== Input ==

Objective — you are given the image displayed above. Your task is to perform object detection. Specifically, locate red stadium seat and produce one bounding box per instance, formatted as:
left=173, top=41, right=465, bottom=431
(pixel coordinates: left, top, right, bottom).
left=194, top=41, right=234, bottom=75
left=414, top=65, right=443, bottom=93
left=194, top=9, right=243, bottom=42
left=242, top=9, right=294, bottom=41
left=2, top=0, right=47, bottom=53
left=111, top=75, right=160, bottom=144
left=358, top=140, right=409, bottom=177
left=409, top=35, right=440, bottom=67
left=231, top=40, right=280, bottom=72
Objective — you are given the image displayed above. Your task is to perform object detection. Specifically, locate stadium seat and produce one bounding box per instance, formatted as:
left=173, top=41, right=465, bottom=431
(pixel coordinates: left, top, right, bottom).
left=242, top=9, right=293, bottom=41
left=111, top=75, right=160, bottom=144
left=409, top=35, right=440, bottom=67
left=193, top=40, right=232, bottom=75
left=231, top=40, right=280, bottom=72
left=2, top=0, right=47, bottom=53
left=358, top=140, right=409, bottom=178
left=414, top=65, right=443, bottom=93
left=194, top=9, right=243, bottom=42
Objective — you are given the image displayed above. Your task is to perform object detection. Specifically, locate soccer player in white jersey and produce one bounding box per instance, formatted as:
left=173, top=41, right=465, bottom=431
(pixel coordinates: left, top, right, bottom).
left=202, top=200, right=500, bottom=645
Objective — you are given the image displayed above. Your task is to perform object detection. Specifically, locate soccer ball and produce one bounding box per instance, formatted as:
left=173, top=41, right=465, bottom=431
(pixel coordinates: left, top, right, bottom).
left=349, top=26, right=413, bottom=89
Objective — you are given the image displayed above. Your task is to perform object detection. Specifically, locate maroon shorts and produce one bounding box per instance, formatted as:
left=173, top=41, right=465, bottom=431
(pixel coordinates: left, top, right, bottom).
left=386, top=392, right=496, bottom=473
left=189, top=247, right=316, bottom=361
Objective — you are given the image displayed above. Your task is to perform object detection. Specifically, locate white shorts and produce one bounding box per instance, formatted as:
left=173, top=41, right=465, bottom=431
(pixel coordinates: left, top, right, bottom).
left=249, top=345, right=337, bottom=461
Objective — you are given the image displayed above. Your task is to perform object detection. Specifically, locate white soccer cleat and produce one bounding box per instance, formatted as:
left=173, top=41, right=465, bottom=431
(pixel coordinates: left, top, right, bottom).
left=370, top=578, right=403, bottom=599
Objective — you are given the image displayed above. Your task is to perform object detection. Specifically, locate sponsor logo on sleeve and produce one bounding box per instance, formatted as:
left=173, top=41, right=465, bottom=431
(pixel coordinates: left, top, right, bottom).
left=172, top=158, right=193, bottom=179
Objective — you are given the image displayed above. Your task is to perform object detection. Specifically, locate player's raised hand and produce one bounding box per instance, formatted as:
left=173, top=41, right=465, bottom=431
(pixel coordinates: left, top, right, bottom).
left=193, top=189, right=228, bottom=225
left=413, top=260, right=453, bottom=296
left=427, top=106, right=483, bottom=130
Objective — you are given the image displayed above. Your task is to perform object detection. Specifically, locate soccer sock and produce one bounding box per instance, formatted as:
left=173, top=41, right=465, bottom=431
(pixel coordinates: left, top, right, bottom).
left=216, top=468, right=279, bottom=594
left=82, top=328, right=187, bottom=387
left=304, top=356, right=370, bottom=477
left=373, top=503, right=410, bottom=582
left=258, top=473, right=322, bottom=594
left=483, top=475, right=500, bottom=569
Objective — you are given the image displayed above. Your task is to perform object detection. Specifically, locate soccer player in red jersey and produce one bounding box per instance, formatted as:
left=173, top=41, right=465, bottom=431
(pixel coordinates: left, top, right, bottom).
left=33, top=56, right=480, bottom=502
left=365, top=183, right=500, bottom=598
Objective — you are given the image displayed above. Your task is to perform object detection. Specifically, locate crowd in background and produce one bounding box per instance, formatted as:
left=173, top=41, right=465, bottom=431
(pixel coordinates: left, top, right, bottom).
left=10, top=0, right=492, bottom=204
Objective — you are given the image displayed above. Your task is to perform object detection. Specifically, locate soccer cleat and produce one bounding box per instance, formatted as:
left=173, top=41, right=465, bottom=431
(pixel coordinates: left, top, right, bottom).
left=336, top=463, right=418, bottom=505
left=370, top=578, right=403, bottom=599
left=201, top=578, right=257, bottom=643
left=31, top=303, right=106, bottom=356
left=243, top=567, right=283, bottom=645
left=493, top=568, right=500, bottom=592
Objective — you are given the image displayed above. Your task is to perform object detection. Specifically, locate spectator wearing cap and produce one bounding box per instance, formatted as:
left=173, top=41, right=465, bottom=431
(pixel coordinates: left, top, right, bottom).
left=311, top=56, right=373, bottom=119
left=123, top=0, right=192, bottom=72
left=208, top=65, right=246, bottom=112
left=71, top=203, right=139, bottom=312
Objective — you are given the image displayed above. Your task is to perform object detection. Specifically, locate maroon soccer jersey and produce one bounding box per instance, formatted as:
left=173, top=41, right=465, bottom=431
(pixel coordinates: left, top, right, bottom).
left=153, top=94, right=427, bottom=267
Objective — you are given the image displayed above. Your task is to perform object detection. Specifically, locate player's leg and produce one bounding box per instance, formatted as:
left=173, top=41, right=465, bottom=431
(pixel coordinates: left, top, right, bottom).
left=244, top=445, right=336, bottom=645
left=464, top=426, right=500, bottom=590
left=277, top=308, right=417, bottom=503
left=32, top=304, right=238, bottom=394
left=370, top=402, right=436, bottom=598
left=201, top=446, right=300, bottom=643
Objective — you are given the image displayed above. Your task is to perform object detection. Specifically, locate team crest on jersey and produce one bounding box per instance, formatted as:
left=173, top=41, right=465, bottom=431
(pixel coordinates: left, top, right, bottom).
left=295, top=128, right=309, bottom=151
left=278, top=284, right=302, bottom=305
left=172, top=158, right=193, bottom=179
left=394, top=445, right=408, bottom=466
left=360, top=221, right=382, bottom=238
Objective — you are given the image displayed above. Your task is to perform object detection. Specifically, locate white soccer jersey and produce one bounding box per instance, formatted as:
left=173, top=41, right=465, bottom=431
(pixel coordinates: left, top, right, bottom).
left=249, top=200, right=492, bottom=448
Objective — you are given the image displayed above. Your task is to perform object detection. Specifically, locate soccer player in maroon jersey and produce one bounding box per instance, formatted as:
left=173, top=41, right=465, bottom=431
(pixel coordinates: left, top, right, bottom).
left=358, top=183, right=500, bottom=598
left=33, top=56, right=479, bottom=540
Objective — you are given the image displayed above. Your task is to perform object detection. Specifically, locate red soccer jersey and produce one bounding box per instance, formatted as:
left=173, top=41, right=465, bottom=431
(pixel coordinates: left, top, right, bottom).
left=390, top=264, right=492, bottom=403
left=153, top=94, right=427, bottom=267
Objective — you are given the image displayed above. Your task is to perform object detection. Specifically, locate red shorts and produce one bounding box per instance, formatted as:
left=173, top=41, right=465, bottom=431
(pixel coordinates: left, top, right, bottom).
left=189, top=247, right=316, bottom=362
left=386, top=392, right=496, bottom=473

== The exercise ==
Reproduce every one of the records above word for word, without changing anything.

== Response to this exercise ==
Objective — you are given the image displayed above. Your task is to perform object detection. Specifically, locate red stadium seat and produce one bounding box per instance, formatted as:
left=173, top=41, right=465, bottom=431
(pixel coordinates: left, top, right, bottom).
left=194, top=41, right=234, bottom=75
left=414, top=65, right=443, bottom=93
left=194, top=9, right=243, bottom=42
left=242, top=9, right=294, bottom=41
left=2, top=0, right=47, bottom=53
left=111, top=75, right=160, bottom=144
left=358, top=140, right=409, bottom=177
left=409, top=35, right=440, bottom=67
left=231, top=40, right=280, bottom=72
Objective — you are given the image displayed above. Your task is to perform object detection. Specifically, locate stadium seat and produce one bounding box per instance, formatted as:
left=173, top=41, right=465, bottom=431
(pixel coordinates: left, top, right, bottom).
left=242, top=9, right=293, bottom=41
left=111, top=75, right=160, bottom=144
left=409, top=35, right=440, bottom=67
left=193, top=40, right=232, bottom=75
left=231, top=40, right=280, bottom=72
left=2, top=0, right=47, bottom=53
left=358, top=140, right=409, bottom=178
left=414, top=65, right=443, bottom=93
left=194, top=9, right=243, bottom=42
Objective — you are given the image displayed above. Your task is to perform object detection. Specifically, locate soccer player in white jersey and produce one bounding box per instance, formatted as:
left=173, top=41, right=465, bottom=431
(pixel coordinates: left, top, right, bottom).
left=202, top=200, right=500, bottom=645
Objective — you are given the image displayed above. Your task is to perform object detection. Specifically, locate soccer ball and produce one bounding box per instance, formatted as:
left=173, top=41, right=465, bottom=431
(pixel coordinates: left, top, right, bottom).
left=349, top=26, right=413, bottom=89
Objective — you are given the image displayed above. Your task is to perform object detection. Specifically, locate maroon shorts and produce one bounding box per instance, formatted as:
left=173, top=41, right=465, bottom=431
(pixel coordinates: left, top, right, bottom).
left=386, top=392, right=496, bottom=473
left=189, top=247, right=316, bottom=361
Objective — you are given the image displayed above. Your task is to perform object detection. Specifically, locate white shorts and produce one bounding box per instance, formatted as:
left=173, top=41, right=465, bottom=431
(pixel coordinates: left, top, right, bottom).
left=249, top=345, right=337, bottom=461
Objective — you are given the image displayed above. Your task is to perform object detection. Specifically, locate white soccer cleat and produce one bounding box per instance, formatted as:
left=173, top=41, right=465, bottom=431
(pixel coordinates: left, top, right, bottom).
left=370, top=578, right=403, bottom=599
Objective — you are given the image displayed above. Your task is to perform object detection. Specifically, locate sponsor logo on sleeve and produce one bounding box per instance, formatted as:
left=173, top=41, right=465, bottom=431
(pixel coordinates: left, top, right, bottom).
left=172, top=158, right=193, bottom=179
Objective — you are given the image displayed above. Your task is to perform object detection. Specifically, locate player's raised hand and produce one bounding box per instance, formatted as:
left=173, top=41, right=465, bottom=431
(pixel coordinates: left, top, right, bottom).
left=193, top=189, right=228, bottom=225
left=413, top=260, right=453, bottom=296
left=427, top=106, right=483, bottom=130
Objective — you are given the image displayed above. Your task is to perform object detection. Specifically, locate soccer sock and produce one bounding box per instance, formatted as:
left=173, top=41, right=465, bottom=431
(pixel coordinates: left, top, right, bottom).
left=216, top=468, right=279, bottom=594
left=82, top=328, right=187, bottom=387
left=304, top=356, right=370, bottom=477
left=373, top=503, right=410, bottom=582
left=258, top=473, right=322, bottom=594
left=483, top=475, right=500, bottom=569
Objective — you are given the image displayed above. Your task is to perform object detection. Specifically, locate soccer player in red jersey and produce one bounding box per instance, formatted as:
left=173, top=41, right=465, bottom=431
(pixel coordinates: left, top, right, bottom).
left=33, top=56, right=480, bottom=502
left=365, top=183, right=500, bottom=598
Objective — you are given the image displayed above. Your task is to perform object detection. Specifically, locate crowd in background and produce one bounding box per instance, formatted as:
left=173, top=41, right=465, bottom=431
(pixel coordinates: left, top, right, bottom).
left=10, top=0, right=492, bottom=204
Objective — you are given the image displayed above. Your task is to perform object detection. Specifically, locate soccer cleat and produce one bounding box per instance, formatted as:
left=173, top=41, right=465, bottom=431
(pixel coordinates: left, top, right, bottom).
left=336, top=463, right=418, bottom=505
left=370, top=578, right=403, bottom=599
left=201, top=578, right=257, bottom=643
left=31, top=303, right=106, bottom=356
left=243, top=567, right=283, bottom=645
left=493, top=568, right=500, bottom=592
Objective — you are given the image displayed above. Your task is to perform object detection. Specifically, locate spectator wearing cap and produce one bounding box per instance, formatted as:
left=173, top=41, right=465, bottom=431
(pixel coordinates: left, top, right, bottom).
left=311, top=56, right=373, bottom=119
left=123, top=0, right=192, bottom=72
left=208, top=65, right=246, bottom=112
left=71, top=203, right=139, bottom=312
Objective — you are given the image displayed above. Your task is to perform object detection. Specifically, locate maroon soccer jersey and produce one bounding box per instance, formatted as:
left=173, top=41, right=465, bottom=431
(pixel coordinates: left, top, right, bottom).
left=153, top=94, right=427, bottom=267
Objective — you are given the image displayed above. Your task is to perform object detection. Specifically, locate player's leg and produce one bounding box per instance, formatted as:
left=173, top=41, right=465, bottom=431
(pixel coordinates: left, top, right, bottom).
left=244, top=445, right=336, bottom=645
left=464, top=426, right=500, bottom=590
left=277, top=308, right=417, bottom=503
left=32, top=304, right=238, bottom=394
left=370, top=402, right=436, bottom=598
left=201, top=446, right=300, bottom=643
Objective — you are given the image displayed above. Your task is to perform object detection. Specifically, locate team crest on jersey and produce one bounding box per instance, formatted as:
left=173, top=41, right=465, bottom=431
(pixel coordinates: left, top, right, bottom).
left=295, top=128, right=309, bottom=151
left=278, top=284, right=302, bottom=305
left=172, top=158, right=193, bottom=179
left=394, top=445, right=408, bottom=466
left=360, top=221, right=382, bottom=238
Objective — you are given the image displayed above. Your task is to perform object detection. Specifically, locate white soccer jersey and produce one bounding box per instance, formatted as:
left=173, top=41, right=465, bottom=431
(pixel coordinates: left, top, right, bottom).
left=249, top=200, right=492, bottom=448
Objective — you are given the image displayed above. Your task is to perform object detection. Specifically, locate soccer player in maroon jersey and produce one bounding box per instance, formatted as:
left=173, top=41, right=465, bottom=431
(pixel coordinates: left, top, right, bottom).
left=358, top=183, right=500, bottom=598
left=33, top=56, right=479, bottom=540
Objective — you are given the image displayed above. Your task is to perform object detection. Specifically, locate red soccer jersey and produce one bounding box per instance, formatted as:
left=173, top=41, right=465, bottom=431
(pixel coordinates: left, top, right, bottom).
left=390, top=264, right=492, bottom=403
left=153, top=94, right=427, bottom=267
Objective — you are given the image displayed above. Your task is to perform object detection. Specifically, locate red shorts and produce one bounding box per instance, formatted as:
left=173, top=41, right=465, bottom=431
(pixel coordinates: left, top, right, bottom).
left=189, top=247, right=316, bottom=362
left=386, top=392, right=496, bottom=473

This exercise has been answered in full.